## PROVIDED TEXT
After an inner search, I realized that there really wasn’t anything I needed to say. So I stopped writing as a hobby, and basically limited myself to work-related writing. Although, I must admit that as a family law attorney, some of my client Declarations that were filed with the Court were rather fine examples of creative writing.
Now, at this time in my life, I do find that I have something to say. I Plan to say it here.
Taubes - Chapter 06 - Thermodynamics for Dummies, Part 1 - POSTED ON: Jan 01, 2011
Taubes starts out
“The very notion that we get fat because we consume more calories than we expend would not exist without the misapplied belief that the laws of thermodynamics make it true. … Obesity is not a disorder of energy balance, or calories-in/calories-out or overeating, and thermodynamics has nothing to do with this.”
There are three laws of thermodynamics.
“The first one…is known as the law of energy conservation: all it says is that energy is neither created nor destroyed but can only change from one form to another.”
He goes on
“All the first law says is that if something gets more or less massive, then more energy or less energy has to enter it than leave it. It says nothing about why this happens. It says nothing about cause and effect.
It doesn’t tell us why anything happens; it only tells us what has to happen if that thing happens. A logician would say that it contains no causal information.”
As an example, Taubes suggests that instead of talking about why we get fat, we could talk about why a room gets crowded. In this example the energy we’re discussing is energy in entire people, rather than just their fat.
So, we want to know why this room is crowded and so overstuffed with energy (people).
If I said, “the room is crowded because more people entered than left,”
You’d say…”Of course…But Why?”
If I then said, “rooms that have more people enter than leave will become more crowded. There’s no getting around the laws of thermodynamics”.
You’d say…”So what.?”…because I still haven’t given you any reason why. I’m just repeating the obvious.
Taubes says
“This is what happens when thermodynamics is used to conclude that overeating makes us fat. Thermodynamics tells us that if we get fatter and heavier, more energy enters our body than leaves it. Overeating means we’re consuming more energy than we’re expending. It says the same thing in a different way.
Neither happens to answer the question why. Why do we take in more energy than we expend? Why do we overeat? Why do we get fatter?”
He goes on:
"The vast majority of experts who say that we get fat because we overeat or we get fat as a result of overeating …are making the kind of mistake that…should earn a failing grade in a high-school science class.”
Taubes says maybe we should start with the 1998 National Institutes of Health report that said:
“Obesity is a complex, multifactorial chronic disease that develops from an interaction of genotype and the environment.
Our understanding of how and why obesity develops is incomplete, but involves the integration of social, behavioral, cultural, physiological, metabolic and genetic factors.”
I’ve read many books and online discussions about the First Law of Thermodynamics. So, despite my lack of knowledge about such Scientific issues, I am familiar with what that First Law says.
Usually in these discussions, people wind up arguing about things like the differences between energy burned inside an open container and energy burned inside a closed container.
Frankly, this tends to make my eyes glaze over, and I want them to talk about something more interesting to me, or at least, something I could better understand.
I like the fact that Taubes gives a simple explanation of the First Law of Thermodynamics and how, while that Law is always True, it doesn’t explain what causes of obesity.
Also I definitely agree that obesity is a very complicated disease and that no one completely understands how and why it happens.

## TO DO
**1)** Rewrite the blog post's stretch from "After an inner" through "say it here.", swapping "hobby" for "pastime".
**2)** In the blog post's crowded-room example, why would the listener answer "So what.?" to the claim that rooms with more people entering than leaving become more crowded? Answer in one to three sentences.
Work from the blog post alone.

## SUPPLIED MATERIAL
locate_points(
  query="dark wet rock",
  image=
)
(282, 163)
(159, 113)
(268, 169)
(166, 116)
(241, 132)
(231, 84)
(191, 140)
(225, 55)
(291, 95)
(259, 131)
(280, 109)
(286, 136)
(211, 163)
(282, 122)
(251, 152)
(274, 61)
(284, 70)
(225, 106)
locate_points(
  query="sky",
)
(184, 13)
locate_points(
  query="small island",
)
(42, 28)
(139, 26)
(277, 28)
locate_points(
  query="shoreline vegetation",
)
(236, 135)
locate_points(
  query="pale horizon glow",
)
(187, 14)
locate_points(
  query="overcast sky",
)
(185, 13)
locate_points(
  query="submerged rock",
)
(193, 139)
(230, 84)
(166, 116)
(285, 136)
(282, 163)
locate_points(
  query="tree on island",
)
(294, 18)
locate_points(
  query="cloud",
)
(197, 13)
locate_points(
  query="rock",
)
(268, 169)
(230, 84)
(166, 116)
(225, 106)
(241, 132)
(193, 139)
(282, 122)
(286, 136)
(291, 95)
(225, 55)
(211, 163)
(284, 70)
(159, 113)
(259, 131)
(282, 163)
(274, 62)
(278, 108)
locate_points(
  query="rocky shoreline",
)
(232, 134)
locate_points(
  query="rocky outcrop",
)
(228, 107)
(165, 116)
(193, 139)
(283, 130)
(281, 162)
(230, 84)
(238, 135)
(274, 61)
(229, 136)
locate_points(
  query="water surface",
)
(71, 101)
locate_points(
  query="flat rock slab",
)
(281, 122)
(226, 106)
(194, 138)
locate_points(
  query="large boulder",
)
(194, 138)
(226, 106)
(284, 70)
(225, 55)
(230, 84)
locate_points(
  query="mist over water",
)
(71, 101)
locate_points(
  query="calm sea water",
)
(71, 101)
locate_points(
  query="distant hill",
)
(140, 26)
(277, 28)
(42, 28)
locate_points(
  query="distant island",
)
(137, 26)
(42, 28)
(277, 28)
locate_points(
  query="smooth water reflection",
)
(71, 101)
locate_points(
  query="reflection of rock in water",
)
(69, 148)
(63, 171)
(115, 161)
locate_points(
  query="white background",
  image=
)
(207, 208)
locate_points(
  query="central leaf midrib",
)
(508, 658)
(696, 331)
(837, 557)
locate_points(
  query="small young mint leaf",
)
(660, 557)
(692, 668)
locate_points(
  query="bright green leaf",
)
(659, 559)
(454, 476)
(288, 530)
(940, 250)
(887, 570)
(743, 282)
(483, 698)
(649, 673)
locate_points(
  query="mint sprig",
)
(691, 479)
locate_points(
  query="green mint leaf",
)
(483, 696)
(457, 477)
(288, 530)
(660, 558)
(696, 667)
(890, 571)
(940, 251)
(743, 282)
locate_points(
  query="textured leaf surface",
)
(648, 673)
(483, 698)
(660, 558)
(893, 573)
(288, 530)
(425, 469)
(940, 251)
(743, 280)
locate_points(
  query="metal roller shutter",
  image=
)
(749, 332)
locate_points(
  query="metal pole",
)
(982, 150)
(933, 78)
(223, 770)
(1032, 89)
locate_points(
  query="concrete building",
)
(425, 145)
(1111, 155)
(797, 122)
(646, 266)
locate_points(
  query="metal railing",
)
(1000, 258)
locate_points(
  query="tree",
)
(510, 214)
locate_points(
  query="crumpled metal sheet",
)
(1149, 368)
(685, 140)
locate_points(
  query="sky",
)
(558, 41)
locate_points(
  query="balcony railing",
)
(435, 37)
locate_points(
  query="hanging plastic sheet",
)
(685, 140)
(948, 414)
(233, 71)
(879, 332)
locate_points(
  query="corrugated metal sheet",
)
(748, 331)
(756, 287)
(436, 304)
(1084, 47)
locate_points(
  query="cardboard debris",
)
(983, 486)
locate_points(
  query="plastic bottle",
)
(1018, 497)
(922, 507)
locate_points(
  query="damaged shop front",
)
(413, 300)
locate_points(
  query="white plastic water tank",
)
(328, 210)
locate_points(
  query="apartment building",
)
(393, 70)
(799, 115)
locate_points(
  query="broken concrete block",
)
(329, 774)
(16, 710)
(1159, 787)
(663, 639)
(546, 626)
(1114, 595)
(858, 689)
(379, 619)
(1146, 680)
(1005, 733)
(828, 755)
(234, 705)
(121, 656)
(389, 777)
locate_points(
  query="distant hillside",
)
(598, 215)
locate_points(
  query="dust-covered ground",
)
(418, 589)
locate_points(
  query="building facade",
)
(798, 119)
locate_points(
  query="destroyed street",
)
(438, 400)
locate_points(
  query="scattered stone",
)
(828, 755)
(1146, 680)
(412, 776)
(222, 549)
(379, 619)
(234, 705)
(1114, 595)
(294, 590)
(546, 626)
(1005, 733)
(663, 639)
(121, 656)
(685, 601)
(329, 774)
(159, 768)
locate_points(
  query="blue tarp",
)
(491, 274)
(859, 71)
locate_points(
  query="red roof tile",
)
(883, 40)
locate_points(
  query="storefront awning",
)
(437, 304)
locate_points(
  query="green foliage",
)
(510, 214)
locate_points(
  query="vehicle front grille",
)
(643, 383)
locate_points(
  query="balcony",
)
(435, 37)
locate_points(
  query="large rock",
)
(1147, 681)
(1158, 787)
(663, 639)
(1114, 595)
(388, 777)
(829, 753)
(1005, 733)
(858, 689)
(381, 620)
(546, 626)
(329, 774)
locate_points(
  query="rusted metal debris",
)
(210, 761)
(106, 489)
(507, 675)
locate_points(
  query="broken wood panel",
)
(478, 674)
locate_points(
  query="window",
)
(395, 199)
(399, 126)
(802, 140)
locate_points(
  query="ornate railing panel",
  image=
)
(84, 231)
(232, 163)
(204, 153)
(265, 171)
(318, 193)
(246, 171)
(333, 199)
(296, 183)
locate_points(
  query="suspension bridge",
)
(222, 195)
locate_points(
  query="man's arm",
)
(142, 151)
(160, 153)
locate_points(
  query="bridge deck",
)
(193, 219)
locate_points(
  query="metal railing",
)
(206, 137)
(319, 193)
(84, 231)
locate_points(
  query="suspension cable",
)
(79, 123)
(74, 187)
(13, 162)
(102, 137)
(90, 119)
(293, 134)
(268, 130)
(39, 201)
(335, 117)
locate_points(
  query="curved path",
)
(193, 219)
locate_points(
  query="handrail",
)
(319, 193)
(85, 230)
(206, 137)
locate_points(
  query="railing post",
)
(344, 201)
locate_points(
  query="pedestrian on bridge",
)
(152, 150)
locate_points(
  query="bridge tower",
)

## RESPONSES BY ITEM NUMBER
**1)**
After an inner search, I realized that there really wasn’t anything I needed to say. So I stopped writing as a pastime, and basically limited myself to work-related writing. Although, I must admit that as a family law attorney, some of my client Declarations that were filed with the Court were rather fine examples of creative writing.
Now, at this time in my life, I do find that I have something to say. I Plan to say it here.

**2)** That claim still gives no reason why the room is crowded. It only repeats the obvious point that more people entered than left.